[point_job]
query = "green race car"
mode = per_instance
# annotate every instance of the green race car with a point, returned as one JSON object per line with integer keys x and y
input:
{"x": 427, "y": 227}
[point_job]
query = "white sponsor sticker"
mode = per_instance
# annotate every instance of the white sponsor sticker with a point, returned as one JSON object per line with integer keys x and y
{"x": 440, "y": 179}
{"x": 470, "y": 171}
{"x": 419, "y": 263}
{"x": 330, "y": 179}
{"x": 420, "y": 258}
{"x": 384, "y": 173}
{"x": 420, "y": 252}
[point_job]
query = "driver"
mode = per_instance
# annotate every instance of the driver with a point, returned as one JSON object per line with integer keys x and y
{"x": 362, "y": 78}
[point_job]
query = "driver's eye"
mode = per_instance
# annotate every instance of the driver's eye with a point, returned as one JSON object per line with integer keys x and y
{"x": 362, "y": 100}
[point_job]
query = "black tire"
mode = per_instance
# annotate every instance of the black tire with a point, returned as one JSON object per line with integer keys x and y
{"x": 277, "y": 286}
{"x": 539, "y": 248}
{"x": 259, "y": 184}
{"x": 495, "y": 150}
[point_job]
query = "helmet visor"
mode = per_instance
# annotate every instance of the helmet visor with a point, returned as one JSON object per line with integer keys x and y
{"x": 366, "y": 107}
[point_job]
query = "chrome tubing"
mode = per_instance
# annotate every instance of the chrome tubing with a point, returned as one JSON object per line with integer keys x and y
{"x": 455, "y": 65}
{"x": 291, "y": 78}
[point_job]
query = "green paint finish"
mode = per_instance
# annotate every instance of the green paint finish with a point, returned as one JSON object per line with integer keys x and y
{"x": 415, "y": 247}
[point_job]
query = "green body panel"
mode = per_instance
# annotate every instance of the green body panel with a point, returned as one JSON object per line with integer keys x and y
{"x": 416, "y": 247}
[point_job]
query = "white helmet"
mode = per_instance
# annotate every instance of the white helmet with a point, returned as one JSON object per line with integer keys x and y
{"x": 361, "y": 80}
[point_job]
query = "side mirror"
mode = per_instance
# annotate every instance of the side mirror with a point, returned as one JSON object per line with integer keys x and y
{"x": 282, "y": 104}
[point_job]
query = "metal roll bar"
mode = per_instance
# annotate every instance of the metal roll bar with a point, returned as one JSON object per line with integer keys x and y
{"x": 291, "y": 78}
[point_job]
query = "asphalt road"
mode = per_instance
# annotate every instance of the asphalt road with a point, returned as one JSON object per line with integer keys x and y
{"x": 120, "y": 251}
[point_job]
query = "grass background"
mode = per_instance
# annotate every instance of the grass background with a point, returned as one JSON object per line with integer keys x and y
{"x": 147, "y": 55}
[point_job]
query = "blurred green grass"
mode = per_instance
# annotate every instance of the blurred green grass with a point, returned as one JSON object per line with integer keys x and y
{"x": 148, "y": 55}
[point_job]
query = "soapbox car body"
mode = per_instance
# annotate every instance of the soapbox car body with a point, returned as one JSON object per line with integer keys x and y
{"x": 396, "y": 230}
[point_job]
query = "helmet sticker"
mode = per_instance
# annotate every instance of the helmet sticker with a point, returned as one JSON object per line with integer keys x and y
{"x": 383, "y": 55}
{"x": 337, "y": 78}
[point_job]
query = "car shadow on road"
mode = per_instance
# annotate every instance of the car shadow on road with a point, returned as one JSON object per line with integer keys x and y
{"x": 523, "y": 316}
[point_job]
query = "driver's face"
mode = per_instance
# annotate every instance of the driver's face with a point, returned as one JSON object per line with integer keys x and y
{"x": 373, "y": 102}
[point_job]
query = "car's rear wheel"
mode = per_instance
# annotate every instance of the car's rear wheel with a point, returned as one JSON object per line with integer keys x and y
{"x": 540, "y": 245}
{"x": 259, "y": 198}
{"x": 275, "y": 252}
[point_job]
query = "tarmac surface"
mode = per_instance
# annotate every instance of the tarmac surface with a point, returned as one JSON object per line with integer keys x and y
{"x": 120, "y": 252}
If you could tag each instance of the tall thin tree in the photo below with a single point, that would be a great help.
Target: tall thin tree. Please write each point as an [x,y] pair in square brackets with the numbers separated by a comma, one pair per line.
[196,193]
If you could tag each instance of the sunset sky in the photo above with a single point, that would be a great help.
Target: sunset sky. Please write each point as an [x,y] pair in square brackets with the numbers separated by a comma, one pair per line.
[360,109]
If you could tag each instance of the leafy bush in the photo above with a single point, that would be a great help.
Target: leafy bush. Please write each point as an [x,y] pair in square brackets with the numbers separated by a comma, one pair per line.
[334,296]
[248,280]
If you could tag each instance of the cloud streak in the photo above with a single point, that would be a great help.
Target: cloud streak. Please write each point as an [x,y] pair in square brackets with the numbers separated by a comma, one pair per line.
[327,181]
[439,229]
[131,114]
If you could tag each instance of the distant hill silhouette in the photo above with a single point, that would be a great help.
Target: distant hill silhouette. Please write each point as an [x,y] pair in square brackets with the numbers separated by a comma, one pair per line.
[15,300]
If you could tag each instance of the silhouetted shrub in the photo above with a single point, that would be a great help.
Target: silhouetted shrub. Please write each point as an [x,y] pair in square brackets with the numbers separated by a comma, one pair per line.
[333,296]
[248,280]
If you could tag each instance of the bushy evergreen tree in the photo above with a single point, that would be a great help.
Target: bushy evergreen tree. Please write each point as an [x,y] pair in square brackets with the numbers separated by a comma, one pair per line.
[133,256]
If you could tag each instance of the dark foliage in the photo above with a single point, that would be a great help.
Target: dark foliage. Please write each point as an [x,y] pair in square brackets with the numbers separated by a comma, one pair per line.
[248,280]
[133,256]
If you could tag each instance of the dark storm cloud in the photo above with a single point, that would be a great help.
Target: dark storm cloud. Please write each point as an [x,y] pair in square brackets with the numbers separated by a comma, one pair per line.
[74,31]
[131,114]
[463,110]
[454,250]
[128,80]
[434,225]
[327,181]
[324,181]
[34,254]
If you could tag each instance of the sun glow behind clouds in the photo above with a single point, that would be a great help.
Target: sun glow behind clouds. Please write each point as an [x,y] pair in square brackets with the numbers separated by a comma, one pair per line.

Assignment
What you return must be the lines above that run from the line with "# annotate every instance of the grass" to the line with "If you could tag each instance of the tall", inclusive, each copied exactly.

Exercise result
# annotate every instance of the grass background with a point, returned as one JSON object per line with integer keys x and y
{"x": 147, "y": 55}
[point_job]
query = "blurred green grass"
mode = per_instance
# annotate every instance of the blurred green grass with a point, returned as one JSON object per line with integer keys x and y
{"x": 148, "y": 55}
[point_job]
query = "soapbox car body"
mode = per_instance
# annotate every instance of the soapbox car body with a point, returned as one JSON object per line with integer keys x and y
{"x": 396, "y": 230}
[point_job]
query = "helmet sticker"
mode = per_instance
# annotate every instance of the helmet sticker with a point, returned as one JSON object per line with integer keys x and y
{"x": 383, "y": 55}
{"x": 337, "y": 78}
[point_job]
query = "car shadow on road"
mode = per_instance
# annotate every instance of the car shadow on road with a point, returned as one JSON object per line with integer keys x and y
{"x": 523, "y": 316}
[point_job]
query = "driver's face"
mode = per_instance
# annotate every instance of the driver's face with a point, returned as one JSON object per line with integer keys x and y
{"x": 373, "y": 102}
[point_job]
query = "car's rear wheel"
mode = per_instance
# annotate every instance of the car's rear wheel with a point, returned as one JSON object per line with integer keys x and y
{"x": 540, "y": 245}
{"x": 259, "y": 198}
{"x": 275, "y": 252}
[point_job]
query = "tarmac surface"
mode = per_instance
# annotate every instance of the tarmac surface with a point, returned as one JSON object per line with integer keys x and y
{"x": 120, "y": 252}
If you could tag each instance of the tall thin tree in the photo below with a single point, that would be a great help.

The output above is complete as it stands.